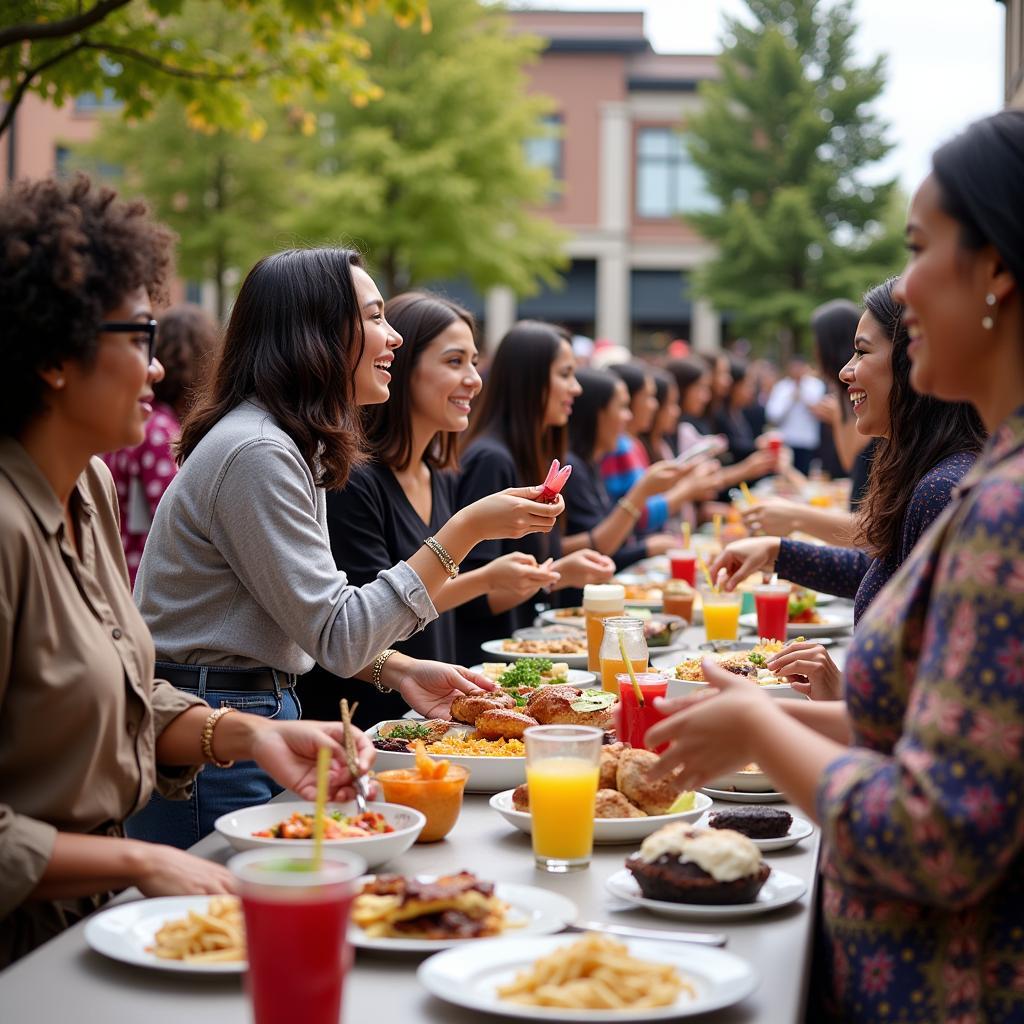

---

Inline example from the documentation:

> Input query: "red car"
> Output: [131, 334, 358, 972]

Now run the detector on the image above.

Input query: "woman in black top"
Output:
[562, 370, 704, 569]
[456, 321, 615, 664]
[299, 292, 558, 726]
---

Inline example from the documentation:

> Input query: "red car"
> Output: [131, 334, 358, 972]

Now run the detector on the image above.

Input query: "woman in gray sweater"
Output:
[128, 249, 564, 848]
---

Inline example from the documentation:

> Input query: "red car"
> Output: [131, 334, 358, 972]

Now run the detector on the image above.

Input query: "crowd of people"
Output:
[0, 112, 1024, 1021]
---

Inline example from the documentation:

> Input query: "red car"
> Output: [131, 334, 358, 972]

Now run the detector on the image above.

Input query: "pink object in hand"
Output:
[537, 459, 572, 505]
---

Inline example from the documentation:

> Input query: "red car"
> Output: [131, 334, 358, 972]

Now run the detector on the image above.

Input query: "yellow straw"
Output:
[313, 746, 331, 871]
[697, 555, 718, 594]
[618, 633, 643, 708]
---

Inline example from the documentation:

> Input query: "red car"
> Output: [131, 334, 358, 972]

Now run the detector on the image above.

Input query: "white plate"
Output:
[348, 876, 580, 955]
[751, 817, 814, 853]
[490, 790, 712, 845]
[604, 867, 807, 918]
[213, 801, 427, 867]
[739, 612, 853, 640]
[470, 657, 601, 690]
[650, 648, 807, 700]
[367, 722, 526, 793]
[85, 896, 248, 974]
[480, 640, 587, 669]
[700, 785, 785, 804]
[417, 935, 761, 1021]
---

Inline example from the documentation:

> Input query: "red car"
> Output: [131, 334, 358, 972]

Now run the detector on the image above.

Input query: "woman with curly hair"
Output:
[0, 176, 373, 969]
[103, 304, 217, 587]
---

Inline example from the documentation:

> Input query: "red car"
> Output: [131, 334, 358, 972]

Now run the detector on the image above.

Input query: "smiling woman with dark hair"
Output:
[456, 321, 614, 664]
[646, 111, 1024, 1024]
[129, 249, 562, 846]
[0, 176, 371, 966]
[299, 292, 558, 725]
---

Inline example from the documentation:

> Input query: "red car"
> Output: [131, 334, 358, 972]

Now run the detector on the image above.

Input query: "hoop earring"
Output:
[981, 292, 996, 331]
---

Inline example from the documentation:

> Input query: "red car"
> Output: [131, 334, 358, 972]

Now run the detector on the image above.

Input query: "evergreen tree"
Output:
[686, 0, 901, 355]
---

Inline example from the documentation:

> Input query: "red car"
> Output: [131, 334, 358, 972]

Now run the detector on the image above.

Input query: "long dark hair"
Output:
[361, 292, 476, 470]
[932, 110, 1024, 301]
[811, 299, 860, 421]
[178, 248, 364, 488]
[461, 321, 569, 486]
[857, 278, 985, 558]
[638, 367, 678, 462]
[569, 368, 614, 462]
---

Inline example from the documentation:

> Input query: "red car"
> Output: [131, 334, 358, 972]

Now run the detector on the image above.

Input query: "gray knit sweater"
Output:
[135, 401, 437, 676]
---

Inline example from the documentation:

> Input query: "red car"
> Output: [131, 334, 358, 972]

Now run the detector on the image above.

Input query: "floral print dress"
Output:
[817, 408, 1024, 1024]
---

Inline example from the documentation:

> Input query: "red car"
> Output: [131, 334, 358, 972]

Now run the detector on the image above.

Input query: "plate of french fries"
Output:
[85, 896, 247, 974]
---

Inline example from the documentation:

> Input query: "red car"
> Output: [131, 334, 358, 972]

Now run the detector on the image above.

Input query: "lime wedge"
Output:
[665, 790, 697, 814]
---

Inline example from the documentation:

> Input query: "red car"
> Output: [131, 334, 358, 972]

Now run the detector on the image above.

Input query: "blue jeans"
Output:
[125, 663, 301, 850]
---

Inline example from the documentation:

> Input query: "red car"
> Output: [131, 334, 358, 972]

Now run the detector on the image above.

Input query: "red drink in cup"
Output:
[228, 850, 367, 1024]
[615, 672, 669, 754]
[669, 548, 697, 587]
[754, 584, 790, 641]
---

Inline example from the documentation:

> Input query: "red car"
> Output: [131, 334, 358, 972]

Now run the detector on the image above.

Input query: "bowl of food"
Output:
[213, 801, 427, 867]
[376, 739, 469, 843]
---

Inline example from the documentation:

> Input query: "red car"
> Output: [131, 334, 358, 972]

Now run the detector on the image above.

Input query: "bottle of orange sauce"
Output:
[583, 583, 626, 672]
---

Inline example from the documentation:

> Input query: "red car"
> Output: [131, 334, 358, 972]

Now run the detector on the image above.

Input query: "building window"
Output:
[526, 114, 564, 181]
[637, 128, 715, 217]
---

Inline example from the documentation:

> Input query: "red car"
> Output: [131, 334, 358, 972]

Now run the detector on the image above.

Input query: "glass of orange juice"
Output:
[583, 583, 626, 672]
[523, 725, 604, 872]
[600, 615, 648, 694]
[700, 588, 743, 640]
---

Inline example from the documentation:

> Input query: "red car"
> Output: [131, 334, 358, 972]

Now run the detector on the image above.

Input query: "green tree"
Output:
[0, 0, 429, 141]
[291, 0, 564, 294]
[686, 0, 901, 354]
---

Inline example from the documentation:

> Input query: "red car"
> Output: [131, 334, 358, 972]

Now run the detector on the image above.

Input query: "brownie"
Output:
[626, 854, 771, 904]
[708, 804, 793, 839]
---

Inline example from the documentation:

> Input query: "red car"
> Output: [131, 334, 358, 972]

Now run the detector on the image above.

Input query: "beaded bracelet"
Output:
[370, 647, 398, 693]
[423, 537, 459, 580]
[199, 708, 234, 768]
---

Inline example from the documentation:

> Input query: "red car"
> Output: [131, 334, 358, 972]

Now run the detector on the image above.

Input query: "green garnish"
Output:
[498, 657, 552, 690]
[569, 690, 618, 714]
[387, 722, 430, 740]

* * * * *

### Objective
Render every line of the records above as a single numbered list, leaving out the blank lines and the pictures.

### Answer for this exercise
1. ---
2. Inline example from the documentation:
3. > Input query: "red car"
4. > Output: [131, 334, 358, 972]
5. Now run the detector on the image above.
6. Input query: "woman in black top"
7. Output:
8. [562, 370, 704, 569]
9. [456, 321, 615, 664]
10. [299, 292, 558, 726]
11. ---
12. Inline example from the documentation:
13. > Input query: "red car"
14. > Output: [131, 334, 358, 972]
15. Now run the detector on the image above.
16. Input query: "woman in gray sweater"
17. Output:
18. [128, 249, 564, 848]
19. ---
20. Inline example from the documentation:
21. > Input query: "red car"
22. > Output: [131, 334, 358, 972]
23. Now run the detector on the image above.
24. Input query: "crowd of people"
25. Output:
26. [0, 112, 1024, 1021]
27. ---
28. Inline example from the documentation:
29. > Input query: "red car"
30. > Output: [131, 334, 358, 972]
31. Now run the detector on the image above.
32. Input query: "pink object in hand"
33. Output:
34. [537, 459, 572, 505]
35. ---
36. Inline example from the documentation:
37. > Input query: "red car"
38. > Output: [131, 334, 358, 972]
39. Now run the detector on the image above.
40. Input query: "yellow straw"
41. Output:
42. [313, 746, 331, 871]
43. [697, 555, 718, 594]
44. [618, 633, 643, 708]
45. ---
46. Inline example from the documentation:
47. > Input query: "red car"
48. > Output: [131, 334, 358, 972]
49. Now run the detector on the image above.
50. Input query: "white plate"
51. Output:
52. [348, 876, 580, 955]
53. [751, 817, 814, 853]
54. [490, 790, 712, 845]
55. [604, 867, 807, 918]
56. [213, 801, 427, 867]
57. [739, 612, 853, 640]
58. [470, 657, 601, 690]
59. [650, 648, 807, 700]
60. [367, 722, 526, 793]
61. [85, 896, 248, 974]
62. [480, 640, 587, 669]
63. [700, 785, 785, 804]
64. [417, 935, 761, 1021]
65. ---
66. Inline example from the documentation:
67. > Input query: "red car"
68. > Output: [131, 334, 358, 972]
69. Now run the detector on the image above.
70. Input query: "woman with curly hair"
71. Output:
72. [0, 176, 373, 969]
73. [103, 304, 217, 587]
74. ---
75. Inline example from the documentation:
76. > Input query: "red car"
77. > Output: [131, 334, 358, 972]
78. Now run the detector on the image above.
79. Input query: "smiling woman with dark hair"
80. Output:
81. [456, 321, 614, 664]
82. [646, 111, 1024, 1024]
83. [129, 249, 562, 846]
84. [0, 176, 371, 966]
85. [299, 292, 558, 725]
86. ---
87. Inline example from the documentation:
88. > Input query: "red car"
89. > Output: [131, 334, 358, 972]
90. Now run the detector on the image above.
91. Input query: "hoop earring"
92. Output:
93. [981, 292, 996, 331]
94. ---
95. Inline example from the documentation:
96. > Input query: "red car"
97. > Output: [131, 334, 358, 972]
98. Now run the detector on the image above.
99. Input query: "evergreen tree"
100. Output:
101. [686, 0, 901, 355]
102. ---
103. Inline example from the documentation:
104. > Input query: "red car"
105. > Output: [131, 334, 358, 972]
106. Now run the detector on the image above.
107. Input query: "long dark hair"
108. Output:
109. [361, 292, 476, 470]
110. [932, 110, 1024, 301]
111. [811, 299, 860, 421]
112. [178, 248, 364, 488]
113. [461, 321, 569, 486]
114. [857, 278, 985, 558]
115. [638, 367, 678, 462]
116. [569, 368, 614, 462]
117. ---
118. Inline example from the documentation:
119. > Input query: "red car"
120. > Output: [131, 334, 358, 972]
121. Now run the detector on the image above.
122. Input query: "gray knit sweater"
123. Output:
124. [135, 401, 437, 676]
125. ---
126. Inline example from the documentation:
127. > Input query: "red car"
128. > Output: [131, 334, 358, 972]
129. Now run the detector on the image above.
130. Input query: "floral print dress"
131. Output:
132. [817, 408, 1024, 1024]
133. ---
134. Inline example from the documentation:
135. > Input query: "red car"
136. > Output: [131, 334, 358, 972]
137. Now run the detector on the image above.
138. Input query: "plate of french fries"
139. Output:
140. [85, 896, 247, 974]
141. ---
142. Inline example from the documentation:
143. > Input query: "red car"
144. > Output: [131, 334, 358, 972]
145. Now run the detector on the image above.
146. Input query: "lime wedge"
147. Output:
148. [665, 790, 697, 814]
149. ---
150. Inline example from the documentation:
151. > Input query: "red car"
152. > Output: [131, 334, 358, 972]
153. Now run the detector on the image above.
154. Input query: "blue jeans"
155. Output:
156. [125, 663, 301, 850]
157. ---
158. Inline example from the documentation:
159. > Input query: "red car"
160. > Output: [131, 334, 358, 972]
161. Now run the detector on the image above.
162. Input query: "red drink in cup"
163. Output:
164. [228, 850, 367, 1024]
165. [615, 672, 669, 754]
166. [669, 548, 697, 587]
167. [754, 584, 790, 641]
168. ---
169. Inline example from the documentation:
170. > Input query: "red car"
171. > Output: [131, 334, 358, 972]
172. Now run the detector on the image above.
173. Input query: "bowl of food"
174. Output:
175. [213, 801, 427, 867]
176. [376, 739, 469, 843]
177. ---
178. Inline example from the documentation:
179. > Input query: "red car"
180. > Output: [131, 334, 358, 972]
181. Now run the detector on the image above.
182. Input query: "bottle of orange sauce"
183. Output:
184. [583, 583, 626, 672]
185. ---
186. Inline example from the documentation:
187. > Input query: "red car"
188. > Output: [131, 334, 358, 972]
189. Now run the detector on the image above.
190. Input query: "building window"
191. Output:
192. [526, 114, 564, 181]
193. [637, 128, 715, 217]
194. ---
195. Inline example from the documentation:
196. > Input query: "red car"
197. > Output: [131, 334, 358, 972]
198. Now run the detector on the image above.
199. Input query: "glass of orange juice"
200. Output:
201. [583, 583, 626, 672]
202. [523, 725, 604, 872]
203. [600, 615, 648, 694]
204. [700, 588, 743, 640]
205. ---
206. Inline example from the documentation:
207. > Input query: "red car"
208. > Output: [131, 334, 358, 972]
209. Now run the detector on the image above.
210. Input query: "green tree"
211. Output:
212. [0, 0, 429, 141]
213. [291, 0, 564, 294]
214. [686, 0, 901, 354]
215. ---
216. Inline example from the documentation:
217. > Input query: "red car"
218. > Output: [131, 334, 358, 972]
219. Now run the detector on the image above.
220. Input query: "brownie"
221. Output:
222. [626, 854, 771, 904]
223. [708, 804, 793, 839]
224. ---
225. Inline example from the documentation:
226. > Input query: "red car"
227. > Output: [131, 334, 358, 972]
228. Now run the detector on the image above.
229. Input query: "beaded bracelet"
230. Output:
231. [370, 647, 398, 693]
232. [423, 537, 459, 580]
233. [199, 708, 234, 768]
234. ---
235. Inline example from the documentation:
236. > Input query: "red car"
237. > Output: [131, 334, 358, 972]
238. Now run the detector on the image above.
239. Input query: "green garnish"
240. Output:
241. [498, 657, 552, 690]
242. [569, 690, 618, 714]
243. [387, 722, 430, 740]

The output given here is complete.